**Extracted text**
- Opening Delimiter -
HOUSTON, Texas -- Two Texas brothers have turned their small batch distillery into a hand sanitizer operation.
"Right now, we've got finished gallon pallets over here. We've got 240 gallons per pallet," said Travis Whitmeyer as he pointed to a storage room filled with boxes.
Employees are moving fast filling 16 gallons a minute at Whitmeyer's Distilling.
But they aren't bottling their reserve bourbon or Texas peach whiskey. They're filling jugs of hand sanitizer.
"Two weeks ago, I didn't really know much about hand sanitizer. It was crazy," said Chris Whitmeyer, who co-owns the operation with his brother.
The brothers transformed their small batch distillery into a massive sanitizer operation.
As most small business owners closed their doors, these guys increased hours. They are now operating 24 hours a day, seven days a week.
They hired 30 furloughed bartenders to help bottle, package and distribute bottles to the public for free.
"This is a way for us to kind of get on the front lines and fight this thing with the rest of Houston," said Chris.
Being on the front lines, serving and giving back all comes naturally for these Iraq War veterans.
"Definitely being in those high pressure situations kind of helps with what we're doing today," said Travis.
That training and service prepared them for a very big call from Texas Children's Hospital, which was running low on its supply and in need.
"And then they said, 'Well, we need 6,100 gallons to get us through six months,' and I'm like, 'Okay, that's a lot of vodka basically in my terms,'" said Chris.
It's the biggest order the distillers have received yet, and one Chris could not turn down.
"So we called them back and said we're going to do it. We're going to do it on donation," Chris said. "We're just going to take care of you guys."
Chris explained that it is the least he can do for the doctors and nurses he credits with saving his daughter's life.
- Closing Delimiter -
**Activities**
A) According to the hand sanitizer article, how many furloughed bartenders did the Whitmeyer brothers hire?
B) Extend the article about the Houston distillery making hand sanitizer, picking up right after its final sentence.

**Supplied entries**
- Opening Delimiter -
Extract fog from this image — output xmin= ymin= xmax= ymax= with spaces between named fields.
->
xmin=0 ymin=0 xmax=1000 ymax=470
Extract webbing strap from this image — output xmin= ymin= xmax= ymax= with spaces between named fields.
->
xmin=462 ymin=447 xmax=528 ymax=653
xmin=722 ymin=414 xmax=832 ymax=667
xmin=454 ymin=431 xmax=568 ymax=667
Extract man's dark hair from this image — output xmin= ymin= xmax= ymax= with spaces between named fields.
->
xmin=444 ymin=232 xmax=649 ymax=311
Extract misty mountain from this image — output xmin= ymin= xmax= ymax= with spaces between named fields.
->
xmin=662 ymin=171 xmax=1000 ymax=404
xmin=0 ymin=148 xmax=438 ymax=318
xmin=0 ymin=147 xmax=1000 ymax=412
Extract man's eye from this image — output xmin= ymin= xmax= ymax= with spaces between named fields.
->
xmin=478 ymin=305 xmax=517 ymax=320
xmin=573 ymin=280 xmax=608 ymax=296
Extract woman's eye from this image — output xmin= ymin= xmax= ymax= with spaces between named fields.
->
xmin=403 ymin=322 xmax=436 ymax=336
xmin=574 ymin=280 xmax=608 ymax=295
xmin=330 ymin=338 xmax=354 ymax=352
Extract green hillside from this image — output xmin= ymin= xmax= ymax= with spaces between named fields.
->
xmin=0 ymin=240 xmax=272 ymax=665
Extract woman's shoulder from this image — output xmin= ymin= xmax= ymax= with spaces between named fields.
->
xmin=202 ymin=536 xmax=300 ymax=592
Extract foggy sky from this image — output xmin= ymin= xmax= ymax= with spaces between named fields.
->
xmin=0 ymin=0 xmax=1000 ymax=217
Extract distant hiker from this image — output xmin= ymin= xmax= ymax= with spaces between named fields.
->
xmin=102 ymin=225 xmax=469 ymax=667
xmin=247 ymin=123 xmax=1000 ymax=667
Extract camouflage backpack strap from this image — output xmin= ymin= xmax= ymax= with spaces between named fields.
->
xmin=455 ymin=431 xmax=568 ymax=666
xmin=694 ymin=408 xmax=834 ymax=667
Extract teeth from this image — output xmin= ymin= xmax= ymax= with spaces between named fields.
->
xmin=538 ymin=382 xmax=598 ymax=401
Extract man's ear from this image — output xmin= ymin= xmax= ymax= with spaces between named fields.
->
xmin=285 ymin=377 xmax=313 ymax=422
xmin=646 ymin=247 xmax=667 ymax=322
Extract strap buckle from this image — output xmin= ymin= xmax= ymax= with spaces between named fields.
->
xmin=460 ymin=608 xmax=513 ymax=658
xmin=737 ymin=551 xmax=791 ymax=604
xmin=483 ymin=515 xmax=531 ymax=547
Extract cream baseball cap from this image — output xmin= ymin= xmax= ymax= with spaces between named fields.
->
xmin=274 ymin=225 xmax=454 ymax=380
- Closing Delimiter -
**Responses by task**
A) They hired 30 furloughed bartenders.

B)
Three years ago, she came down with the flu and her health deteriorated after also contracting croup.
"It's where they're constantly gasping for air, it's a really horrible thing for a parent to deal with," explained Chris.
After a week in the hospital, he says she was released, but only for the infection to get worse.
"I remember... we took her back down and she had to go into the ICU at Texas Children's, and that was very scary," he said.
His 2-year-old spent another week in the ICU.
Chris watched the health care professionals work around the clock to keep her breathing.
"When you see them with crash carts and hooking them up to all these tubes and wires, and she's crying and there's nothing you can do, but they did it. They were her parent that day. And they took care of her."
He hopes this hand sanitizer will protect those same nurses, doctors and medical staff as they continue their work to save children.
It's hand sanitizer, bottled by furloughed employees, packaged at no profit, by two veterans, signing up to help on the front lines again.
"We're really able to help a lot of different people in a lot of different ways and we're just so happy to be able to do it," said Travis.